GOAL 1:
Using the escarole recipe, decide whether each statement agrees with it, answering yes or no and quoting the deciding words: (a) the dish makes 4 servings; (b) the greens are blanched for about 5 minutes; (c) the oreganato should feel like moist beach sand.
GOAL 2:
Render the lines of the position identification entries as a JSON list of strings, one string per line. Skip blank lines and omit the pictures.

SOURCE EXTRACT:

Provided by Jim Shahin

Categories     dinner, vegetables, appetizer, main course

Time 35m

Yield 4 servings

Number Of Ingredients 11

1/2 cup extra-virgin olive oil
1 cup bread crumbs
1/2 cup Parmigiano-Reggiano, grated
1 head escarole, about 1 1/4 pound, bottom removed, leaves separated and washed thoroughly to remove grit
2 tablespoons extra-virgin olive oil
4 slices prosciutto (about 2 ounces), sliced thin and cut into roughly 1-inch squares
4 to 6 hot cherry peppers (pickled will do if you can't find fresh), tops and seeds removed, broken by hand or chopped into 4 or 5 chunks
2 cloves garlic, minced
1/2 teaspoon kosher salt
1/4 teaspoon freshly ground black pepper
1/2 cup Parmigiano-Reggiano, grated, plus 2 or more tablespoons for garnish

Steps:

  • Bring a large pot of water to boil over high heat. Prepare an ice bath in a large bowl and set aside.
  • Meanwhile, in a medium bowl, prepare the oreganato: Mix the oil, bread crumbs and cheese until well blended. It should have the texture of moist beach sand. Set aside.
  • When the water is boiling, blanch the greens until they are nearly limp but still a little firm, about 1 to 2 minutes. Plunge them into the ice bath to stop the cooking. Remove and drain them well in a colander or salad spinner, allowing them to remain moist but not dripping wet. Squeeze just a little of the moisture from them, then chop them into 2-inch pieces. Set aside.

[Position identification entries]
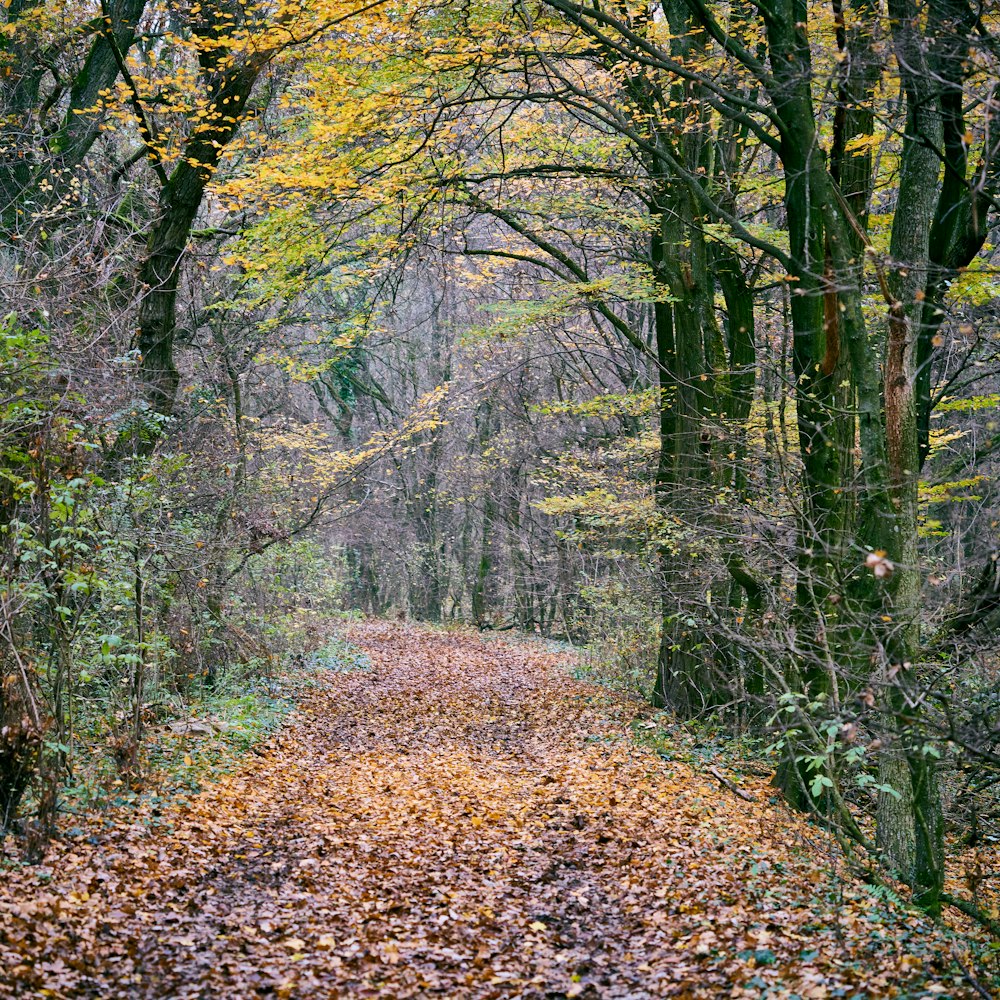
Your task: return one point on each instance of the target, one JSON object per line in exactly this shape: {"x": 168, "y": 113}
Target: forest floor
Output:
{"x": 463, "y": 819}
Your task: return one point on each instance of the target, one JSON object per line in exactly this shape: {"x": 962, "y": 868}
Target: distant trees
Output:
{"x": 668, "y": 322}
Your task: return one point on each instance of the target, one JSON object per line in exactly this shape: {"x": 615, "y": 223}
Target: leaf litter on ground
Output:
{"x": 461, "y": 819}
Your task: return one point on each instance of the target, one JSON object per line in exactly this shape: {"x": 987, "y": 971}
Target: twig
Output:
{"x": 732, "y": 786}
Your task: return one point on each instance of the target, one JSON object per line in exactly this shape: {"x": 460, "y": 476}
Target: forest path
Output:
{"x": 463, "y": 820}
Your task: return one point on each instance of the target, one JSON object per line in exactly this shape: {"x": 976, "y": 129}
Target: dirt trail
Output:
{"x": 461, "y": 821}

WORKED SOLUTION 1:
(a) Yes: "Yield 4 servings"
(b) No: "about 1 to 2 minutes"
(c) Yes: "It should have the texture of moist beach sand."

WORKED SOLUTION 2:
[
  "Your task: return one point on each instance of the target, one JSON object per line in exactly this shape: {\"x\": 168, \"y\": 113}",
  "Target: forest floor",
  "Output:",
  "{\"x\": 463, \"y\": 819}",
  "Your task: return one point on each instance of the target, one JSON object per line in exactly this shape: {\"x\": 962, \"y\": 868}",
  "Target: distant trees",
  "Output:",
  "{\"x\": 668, \"y\": 322}",
  "Your task: return one point on each instance of the target, one JSON object per line in exactly this shape: {\"x\": 615, \"y\": 223}",
  "Target: leaf litter on ground",
  "Output:",
  "{\"x\": 461, \"y\": 819}",
  "Your task: return one point on each instance of the target, one JSON object per line in exactly this shape: {\"x\": 987, \"y\": 971}",
  "Target: twig",
  "Output:",
  "{\"x\": 732, \"y\": 786}",
  "Your task: return one point on each instance of the target, one JSON object per line in exactly this shape: {\"x\": 460, \"y\": 476}",
  "Target: forest path",
  "Output:",
  "{\"x\": 463, \"y\": 820}",
  "Your task: return one point on each instance of the target, one JSON object per line in exactly this shape: {\"x\": 976, \"y\": 129}",
  "Target: dirt trail",
  "Output:",
  "{\"x\": 461, \"y\": 821}"
]